Every college campus in America is overflowing with non-athlete students that are overworked and underfed. They live in crummy dorm rooms. They work part-time jobs — maybe even full-time — around daunting class schedules. They gain experience with unpaid internships. They incur crushing amounts of student-loan debt.

These are the rules of engagement for low-income people that weren’t born with 4.4 wheels or a 6-foot-9 frame. If you ask them, scholarship players do get paid. To a run-of-the-mill criminology major, a free education and the handouts that go along with being an athlete are the equivalent of a six-figure salary.

During my time writing about sports, I’ve talked to more current and former athletes than I can remember. If you want to get a quotable answer out of an NFL player, ask him a question about his alma mater. The rivalries, the pageantry, the big-man-on-campus life — it all led to enviable pay days in the pros, too.

Never once has an athlete told me he regretted going to college. Nobody suggested he would’ve been better off driving a UPS truck straight out of high school. Not one longed for the dangerous lifestyle typically associated with the inner city. A scholarship can sometimes quite literally be a get-out-jail-free card.

Even players that don’t make it to The League benefit greatly from higher education.

It’s plausible that football will more closely resemble baseball one day, with a minor league funneling young talent directly to the parent club. Basketball already has the D-League serving a similar purpose.

> _TASKS TO PERFORM_
1. Reproduce the essay on college athletes word for word, from "These are the" up to and including "a six-figure salary.".
2. Condense the paragraph of the essay on college athletes that begins "Never once has an athlete told me" into a bulleted list that keeps its main points.
3. Extend the essay on college athletes by writing what comes after its final sentence.

> _RECORDED DATA_
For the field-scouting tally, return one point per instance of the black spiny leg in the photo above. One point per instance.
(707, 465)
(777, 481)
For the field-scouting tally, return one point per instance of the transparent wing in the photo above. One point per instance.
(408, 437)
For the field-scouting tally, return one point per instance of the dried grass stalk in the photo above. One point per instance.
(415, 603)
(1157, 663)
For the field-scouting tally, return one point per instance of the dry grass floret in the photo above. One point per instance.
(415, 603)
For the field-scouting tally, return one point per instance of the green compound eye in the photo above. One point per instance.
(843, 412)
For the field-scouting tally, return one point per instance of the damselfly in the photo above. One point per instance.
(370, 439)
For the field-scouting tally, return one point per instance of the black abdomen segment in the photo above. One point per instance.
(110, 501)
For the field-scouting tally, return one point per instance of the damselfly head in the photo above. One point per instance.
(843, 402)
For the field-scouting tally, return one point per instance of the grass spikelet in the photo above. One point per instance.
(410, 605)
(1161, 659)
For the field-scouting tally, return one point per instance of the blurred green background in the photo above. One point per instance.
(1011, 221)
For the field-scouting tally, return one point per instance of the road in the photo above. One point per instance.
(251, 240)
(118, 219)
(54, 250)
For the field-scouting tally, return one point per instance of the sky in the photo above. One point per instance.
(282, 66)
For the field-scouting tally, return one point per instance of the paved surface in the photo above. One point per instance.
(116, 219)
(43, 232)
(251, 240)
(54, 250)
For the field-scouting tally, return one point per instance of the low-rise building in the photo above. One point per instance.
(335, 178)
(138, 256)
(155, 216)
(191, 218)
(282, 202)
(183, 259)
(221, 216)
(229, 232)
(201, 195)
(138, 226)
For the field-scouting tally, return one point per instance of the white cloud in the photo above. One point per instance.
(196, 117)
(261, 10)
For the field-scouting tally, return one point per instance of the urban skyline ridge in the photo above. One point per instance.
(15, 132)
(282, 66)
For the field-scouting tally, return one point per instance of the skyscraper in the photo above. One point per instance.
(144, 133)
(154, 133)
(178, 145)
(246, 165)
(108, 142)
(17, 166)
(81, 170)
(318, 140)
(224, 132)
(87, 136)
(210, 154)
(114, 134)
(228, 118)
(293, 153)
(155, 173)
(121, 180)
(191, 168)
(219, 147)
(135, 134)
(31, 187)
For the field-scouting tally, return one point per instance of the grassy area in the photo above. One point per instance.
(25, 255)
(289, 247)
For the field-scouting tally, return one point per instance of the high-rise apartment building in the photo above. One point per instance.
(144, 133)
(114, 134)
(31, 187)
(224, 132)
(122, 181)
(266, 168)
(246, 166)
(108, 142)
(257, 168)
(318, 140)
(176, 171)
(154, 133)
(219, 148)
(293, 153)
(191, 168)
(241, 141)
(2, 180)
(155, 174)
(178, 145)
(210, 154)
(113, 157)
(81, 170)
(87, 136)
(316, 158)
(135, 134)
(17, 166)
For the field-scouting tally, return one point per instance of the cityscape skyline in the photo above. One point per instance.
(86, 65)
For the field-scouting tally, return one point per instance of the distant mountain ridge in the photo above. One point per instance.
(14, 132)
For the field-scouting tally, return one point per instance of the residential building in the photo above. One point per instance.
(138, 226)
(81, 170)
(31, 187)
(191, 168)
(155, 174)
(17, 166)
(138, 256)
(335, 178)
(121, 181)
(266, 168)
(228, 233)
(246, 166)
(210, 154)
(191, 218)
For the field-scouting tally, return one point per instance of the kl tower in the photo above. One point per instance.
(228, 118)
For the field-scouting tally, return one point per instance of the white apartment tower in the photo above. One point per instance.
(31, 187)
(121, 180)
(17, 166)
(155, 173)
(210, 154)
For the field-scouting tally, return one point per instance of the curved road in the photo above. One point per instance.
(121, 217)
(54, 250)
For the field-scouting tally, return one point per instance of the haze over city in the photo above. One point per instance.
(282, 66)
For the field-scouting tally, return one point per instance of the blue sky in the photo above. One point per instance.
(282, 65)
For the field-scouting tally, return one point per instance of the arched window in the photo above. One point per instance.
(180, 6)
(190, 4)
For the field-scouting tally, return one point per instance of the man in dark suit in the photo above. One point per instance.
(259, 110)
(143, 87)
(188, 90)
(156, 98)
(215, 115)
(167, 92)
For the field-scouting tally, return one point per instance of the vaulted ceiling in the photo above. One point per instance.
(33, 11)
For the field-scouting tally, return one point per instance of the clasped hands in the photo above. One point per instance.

> _ANSWER SET_
1.
These are the rules of engagement for low-income people that weren’t born with 4.4 wheels or a 6-foot-9 frame. If you ask them, scholarship players do get paid. To a run-of-the-mill criminology major, a free education and the handouts that go along with being an athlete are the equivalent of a six-figure salary.

2.
- No athlete has ever told the writer he regretted going to college.
- None suggested he would have been better off driving a UPS truck straight out of high school.
- None longed for the dangerous lifestyle typically associated with the inner city.
- A scholarship can sometimes quite literally keep someone out of jail.

3.
Blue-chippers that don’t want to be burdened with problems like expanding their educational universe or diversifying their social interests — who wants that? — could bypass college altogether to earn a decent living as a minor leaguer. Some argue that college football is essentially a minor league minus NFL wages.

But until that time, as Hyman Roth sternly said to Michael Corleone, “This is the business we’ve chosen.”

Hruby’s title, “Four Years a Student-Athlete,” is a twist on “12 Years a Slave.” In the film, a free black man is abducted and sold into slavery. It’s a grim reminder of perhaps our country’s most shameful memory.

To even tangentially intimate that the plight of a college athlete is akin to a slave is reprehensible on the part of Hruby. One enthusiastically put pen to paper before firing up the fax machine — destination Knoxville. The other was ripped from his wife and kids before being beaten on a plantation in New Orleans.

Again, the system may be flawed. But it’s done way more good than bad. Nobody ever said that about slavery.